[WORK INSTRUCTION]:
Copy every line of the data that contains the string "green".
___ DATA LISTING
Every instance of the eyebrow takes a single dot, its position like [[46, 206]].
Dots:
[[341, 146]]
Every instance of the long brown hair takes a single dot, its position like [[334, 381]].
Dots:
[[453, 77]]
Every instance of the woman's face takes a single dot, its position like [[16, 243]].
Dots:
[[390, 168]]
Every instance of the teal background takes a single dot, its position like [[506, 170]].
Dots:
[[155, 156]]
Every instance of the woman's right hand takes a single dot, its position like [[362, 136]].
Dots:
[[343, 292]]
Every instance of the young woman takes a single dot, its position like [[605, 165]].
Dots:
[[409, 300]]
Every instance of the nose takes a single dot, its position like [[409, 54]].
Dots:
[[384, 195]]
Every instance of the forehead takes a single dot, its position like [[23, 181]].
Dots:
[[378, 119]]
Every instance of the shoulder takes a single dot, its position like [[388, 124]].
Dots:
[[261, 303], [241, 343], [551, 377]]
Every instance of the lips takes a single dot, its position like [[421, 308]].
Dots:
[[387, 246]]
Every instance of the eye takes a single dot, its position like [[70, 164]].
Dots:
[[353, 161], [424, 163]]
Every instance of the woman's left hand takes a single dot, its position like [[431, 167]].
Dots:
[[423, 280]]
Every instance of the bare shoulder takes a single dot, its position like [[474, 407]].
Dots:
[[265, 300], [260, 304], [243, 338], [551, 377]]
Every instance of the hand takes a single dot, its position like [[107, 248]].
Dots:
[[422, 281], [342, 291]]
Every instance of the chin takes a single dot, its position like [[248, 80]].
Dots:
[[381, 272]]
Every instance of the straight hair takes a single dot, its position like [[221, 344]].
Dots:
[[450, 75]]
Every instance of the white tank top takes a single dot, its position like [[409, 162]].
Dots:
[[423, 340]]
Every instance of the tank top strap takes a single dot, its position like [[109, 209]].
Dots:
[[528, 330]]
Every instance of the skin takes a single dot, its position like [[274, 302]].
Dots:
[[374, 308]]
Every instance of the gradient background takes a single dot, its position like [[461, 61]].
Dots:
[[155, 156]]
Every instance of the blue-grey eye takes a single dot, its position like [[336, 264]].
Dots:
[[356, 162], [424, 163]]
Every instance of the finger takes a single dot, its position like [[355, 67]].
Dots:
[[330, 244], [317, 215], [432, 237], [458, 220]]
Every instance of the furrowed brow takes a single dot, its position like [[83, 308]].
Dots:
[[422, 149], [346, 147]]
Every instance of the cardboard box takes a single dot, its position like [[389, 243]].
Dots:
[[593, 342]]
______
___ DATA LISTING
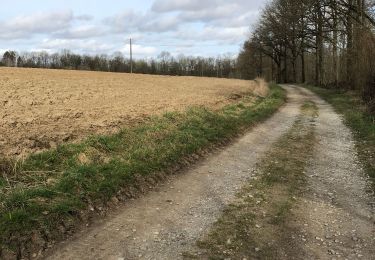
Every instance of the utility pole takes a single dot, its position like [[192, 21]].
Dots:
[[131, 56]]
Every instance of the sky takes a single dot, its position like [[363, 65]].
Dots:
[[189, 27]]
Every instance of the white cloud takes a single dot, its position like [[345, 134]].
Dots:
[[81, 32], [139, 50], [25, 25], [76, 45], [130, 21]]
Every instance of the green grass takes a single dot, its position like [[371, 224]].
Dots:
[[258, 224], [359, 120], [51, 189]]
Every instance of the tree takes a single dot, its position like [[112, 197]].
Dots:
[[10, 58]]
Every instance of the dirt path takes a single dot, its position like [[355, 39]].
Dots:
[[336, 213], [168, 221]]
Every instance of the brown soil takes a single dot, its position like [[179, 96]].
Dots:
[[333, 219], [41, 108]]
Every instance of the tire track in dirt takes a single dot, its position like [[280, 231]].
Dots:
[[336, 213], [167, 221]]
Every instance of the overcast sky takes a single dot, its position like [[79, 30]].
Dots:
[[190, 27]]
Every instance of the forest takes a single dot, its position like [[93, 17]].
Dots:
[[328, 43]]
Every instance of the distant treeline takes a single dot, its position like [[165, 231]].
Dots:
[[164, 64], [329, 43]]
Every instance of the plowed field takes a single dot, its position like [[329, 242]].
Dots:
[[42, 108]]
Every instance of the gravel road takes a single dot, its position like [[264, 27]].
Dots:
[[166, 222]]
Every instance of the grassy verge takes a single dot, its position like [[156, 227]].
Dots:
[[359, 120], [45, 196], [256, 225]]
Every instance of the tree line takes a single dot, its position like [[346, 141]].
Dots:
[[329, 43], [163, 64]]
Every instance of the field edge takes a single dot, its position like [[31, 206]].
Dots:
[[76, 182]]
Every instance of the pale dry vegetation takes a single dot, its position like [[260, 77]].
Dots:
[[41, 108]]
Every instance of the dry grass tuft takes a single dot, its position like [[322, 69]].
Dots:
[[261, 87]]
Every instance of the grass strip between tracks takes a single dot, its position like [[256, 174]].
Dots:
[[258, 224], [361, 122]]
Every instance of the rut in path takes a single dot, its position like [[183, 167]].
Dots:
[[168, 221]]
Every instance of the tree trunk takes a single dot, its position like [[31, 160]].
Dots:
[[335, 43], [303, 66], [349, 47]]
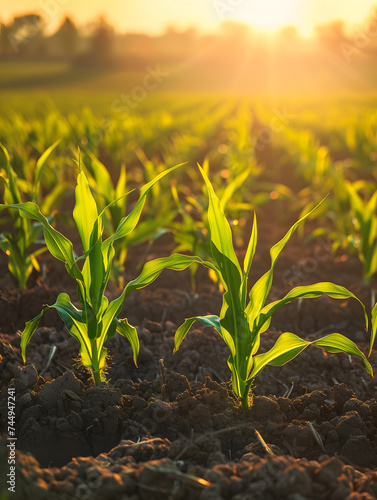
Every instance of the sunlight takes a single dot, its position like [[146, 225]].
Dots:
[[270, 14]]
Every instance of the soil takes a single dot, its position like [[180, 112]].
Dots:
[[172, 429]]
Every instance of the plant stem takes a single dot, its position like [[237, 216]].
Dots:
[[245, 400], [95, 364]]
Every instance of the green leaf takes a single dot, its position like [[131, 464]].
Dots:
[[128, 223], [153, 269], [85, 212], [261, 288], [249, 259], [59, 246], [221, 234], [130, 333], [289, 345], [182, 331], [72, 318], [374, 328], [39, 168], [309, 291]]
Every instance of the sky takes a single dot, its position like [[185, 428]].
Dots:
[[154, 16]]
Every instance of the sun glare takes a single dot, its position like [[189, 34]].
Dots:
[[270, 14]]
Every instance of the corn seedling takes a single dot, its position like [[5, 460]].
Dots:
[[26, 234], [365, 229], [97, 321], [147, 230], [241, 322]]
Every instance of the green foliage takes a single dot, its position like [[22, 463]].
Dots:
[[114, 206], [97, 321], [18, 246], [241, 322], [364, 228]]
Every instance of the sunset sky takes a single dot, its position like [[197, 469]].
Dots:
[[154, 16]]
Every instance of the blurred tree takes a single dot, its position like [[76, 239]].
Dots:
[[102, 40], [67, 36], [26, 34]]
______
[ANSWER SPACE]:
Every instance of the green grass takes a single dot, its position like [[371, 224]].
Every instance of the green leaf takes a single dot, its position like [[131, 464]].
Every instance of the green foliage takes a single dot, its position like [[22, 463]].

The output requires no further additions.